= Data in this exercise =
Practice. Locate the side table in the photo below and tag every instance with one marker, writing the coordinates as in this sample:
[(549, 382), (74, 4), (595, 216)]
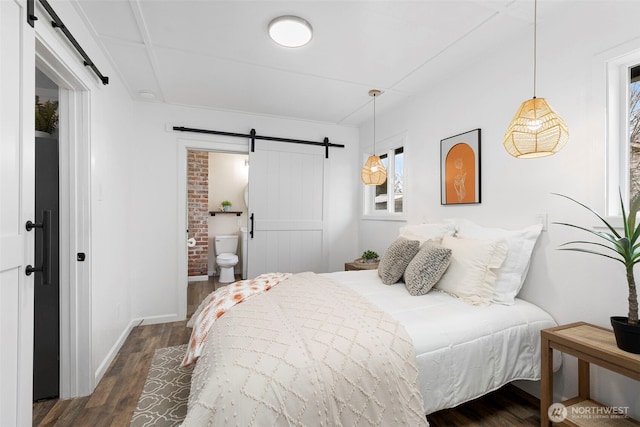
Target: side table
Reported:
[(589, 344)]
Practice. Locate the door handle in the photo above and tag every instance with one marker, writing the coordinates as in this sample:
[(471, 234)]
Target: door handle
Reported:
[(45, 268)]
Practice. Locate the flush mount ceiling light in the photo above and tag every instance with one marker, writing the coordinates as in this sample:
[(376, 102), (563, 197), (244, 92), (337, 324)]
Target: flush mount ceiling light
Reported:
[(290, 31), (536, 130), (374, 172)]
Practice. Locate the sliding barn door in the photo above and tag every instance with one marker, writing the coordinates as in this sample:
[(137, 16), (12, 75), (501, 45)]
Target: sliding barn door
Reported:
[(17, 94), (286, 186)]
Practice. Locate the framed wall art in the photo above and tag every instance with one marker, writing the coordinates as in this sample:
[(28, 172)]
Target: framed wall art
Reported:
[(460, 168)]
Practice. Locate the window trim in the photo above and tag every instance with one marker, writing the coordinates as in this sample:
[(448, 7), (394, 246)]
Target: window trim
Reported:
[(387, 146), (617, 67)]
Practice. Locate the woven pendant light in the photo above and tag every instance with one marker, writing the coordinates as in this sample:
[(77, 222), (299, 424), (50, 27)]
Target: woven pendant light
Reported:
[(536, 130), (374, 172)]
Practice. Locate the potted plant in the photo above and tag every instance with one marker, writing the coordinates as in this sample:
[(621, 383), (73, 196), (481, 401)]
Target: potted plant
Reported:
[(369, 257), (622, 247), (46, 116)]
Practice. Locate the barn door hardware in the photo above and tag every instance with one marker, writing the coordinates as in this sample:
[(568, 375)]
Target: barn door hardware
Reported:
[(253, 137)]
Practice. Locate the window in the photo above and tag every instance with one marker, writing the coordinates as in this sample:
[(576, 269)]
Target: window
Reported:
[(633, 120), (388, 199), (622, 100)]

= Work instructions =
Swap "Reported" for "Answer" everywhere it appears in the data above, and write out the whole data again with nothing else changed. Leave the pictures out.

= The solution =
Practice. Locate the side table in the photo below and tag every instance with one marker, writing the coordinates as in this sample:
[(549, 382), (74, 4), (595, 216)]
Target: side table
Answer:
[(589, 344)]
Practice. Locate the door handle in the photo above and tag every instance with one marker, writing the coordinates as in this sample:
[(471, 234)]
Target: door handle
Answer:
[(45, 268)]
Practice. Locate the flush mount ceiling light in the photo above and tag every instance with one marker, writing the coordinates as in this sample:
[(376, 102), (563, 197), (244, 92), (337, 324)]
Target: flush mount ceiling light
Answer:
[(290, 31), (536, 130), (374, 172)]
Practice. Locate the sliding barn door in the photo above and tag every instance with one marker, writing the coordinates as in this sample:
[(137, 16), (12, 75), (501, 45)]
Target: sliding barn door
Answer:
[(17, 94), (286, 186)]
Practice. Locate the framed wall art in the photo above and tag every instance with one marker, writing the coordinates as in this sample:
[(28, 172)]
Target: framed wall art
Answer:
[(460, 168)]
Practice. Locate the window trim in the photo above and tag every instance with one marker, writing the coordinates as in this sample:
[(448, 7), (394, 246)]
Target: window trim
Answer:
[(387, 146), (617, 67)]
Practice. Locate the woven pendant light in the photo above and tag every instance with one marker, writing the coordinates as in this sample:
[(77, 222), (299, 424), (50, 27)]
Target: woven pendant light
Answer:
[(536, 130), (374, 172)]
Practice. Locate the potted plant in the photo above and tag every instance with one marker, writing the coordinates as in this sample:
[(621, 383), (73, 196), (481, 401)]
Target: potted plant
Answer:
[(369, 257), (622, 247), (46, 116)]
Practice. Locate the barn door hardware in the photo above and tag every instance with one marker, writing the coordinates as in this sample:
[(568, 375)]
Target: barn door hardware
Answer:
[(253, 137)]
Practice. Locate the window in the photo above and tag every instance with one marker, writing the coordinates as in this sample:
[(576, 269)]
Target: window
Answer:
[(633, 120), (388, 199), (622, 100)]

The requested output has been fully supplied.